Ce dynamisme est sans doute le reflet du regain d’activité qui gagne l’ensemble de la région. En Chine, même si les données pour le secteur manufacturier ne sont pas extrêmement positives, les directeurs d’achats sont davantage convaincus que la croissance est au rendez-vous qu’au début de 2015. Ils ont renoncé à leur déprime de la mi-2016, et leur confiance s’est généralement améliorée. Par ailleurs, les fournisseurs de services chinois se disent de plus en plus optimistes, et leur indice s’oriente à la hausse. D’ailleurs, ce chiffre devrait sans doute s’améliorer à mesure que les consommateurs de la Chine deviennent au fil du temps plus riches et plus confiants.

▶ [Données à analyser]:
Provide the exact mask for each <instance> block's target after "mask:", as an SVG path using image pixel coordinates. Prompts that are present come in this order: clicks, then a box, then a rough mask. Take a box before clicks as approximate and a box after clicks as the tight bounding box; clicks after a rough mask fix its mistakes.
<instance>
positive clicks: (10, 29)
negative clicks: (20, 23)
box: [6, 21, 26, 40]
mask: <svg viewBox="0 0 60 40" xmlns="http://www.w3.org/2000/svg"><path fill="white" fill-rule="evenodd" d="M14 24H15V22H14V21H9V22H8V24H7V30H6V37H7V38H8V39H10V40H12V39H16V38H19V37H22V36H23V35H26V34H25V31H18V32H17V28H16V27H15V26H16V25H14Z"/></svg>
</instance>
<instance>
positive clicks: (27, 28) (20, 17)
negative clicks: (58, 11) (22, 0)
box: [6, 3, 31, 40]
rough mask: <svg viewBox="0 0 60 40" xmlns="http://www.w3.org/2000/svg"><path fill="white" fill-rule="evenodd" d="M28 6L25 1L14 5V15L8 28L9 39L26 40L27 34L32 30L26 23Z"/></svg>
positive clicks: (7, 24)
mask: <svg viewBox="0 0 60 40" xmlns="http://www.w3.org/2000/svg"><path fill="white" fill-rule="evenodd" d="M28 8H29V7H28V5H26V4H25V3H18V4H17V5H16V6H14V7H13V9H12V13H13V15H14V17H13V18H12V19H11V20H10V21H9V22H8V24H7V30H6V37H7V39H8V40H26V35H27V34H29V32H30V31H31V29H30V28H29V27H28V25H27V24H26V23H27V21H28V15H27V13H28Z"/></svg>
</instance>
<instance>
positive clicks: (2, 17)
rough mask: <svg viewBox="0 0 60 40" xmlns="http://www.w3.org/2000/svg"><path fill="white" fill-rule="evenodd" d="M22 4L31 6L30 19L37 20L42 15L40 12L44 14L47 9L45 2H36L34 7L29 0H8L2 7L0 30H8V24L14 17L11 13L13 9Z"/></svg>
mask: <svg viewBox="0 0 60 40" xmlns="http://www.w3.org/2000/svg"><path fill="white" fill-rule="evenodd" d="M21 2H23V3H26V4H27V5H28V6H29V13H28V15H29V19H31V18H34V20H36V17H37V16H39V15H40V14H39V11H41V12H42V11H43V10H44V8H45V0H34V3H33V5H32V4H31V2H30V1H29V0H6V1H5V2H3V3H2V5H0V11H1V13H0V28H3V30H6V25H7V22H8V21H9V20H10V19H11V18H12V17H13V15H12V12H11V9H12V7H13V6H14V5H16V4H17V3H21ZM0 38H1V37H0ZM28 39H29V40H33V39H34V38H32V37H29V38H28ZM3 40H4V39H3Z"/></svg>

▶ [Travail demandé]:
Pouvez-vous recopier le passage du texte sur la conjoncture en Chine compris entre « Ce dynamisme est » et « et plus confiants. » inclus, en remplaçant « fournisseurs de services » par « prestataires de services » ?

▶ [Réponse]:
Ce dynamisme est sans doute le reflet du regain d’activité qui gagne l’ensemble de la région. En Chine, même si les données pour le secteur manufacturier ne sont pas extrêmement positives, les directeurs d’achats sont davantage convaincus que la croissance est au rendez-vous qu’au début de 2015. Ils ont renoncé à leur déprime de la mi-2016, et leur confiance s’est généralement améliorée. Par ailleurs, les prestataires de services chinois se disent de plus en plus optimistes, et leur indice s’oriente à la hausse. D’ailleurs, ce chiffre devrait sans doute s’améliorer à mesure que les consommateurs de la Chine deviennent au fil du temps plus riches et plus confiants.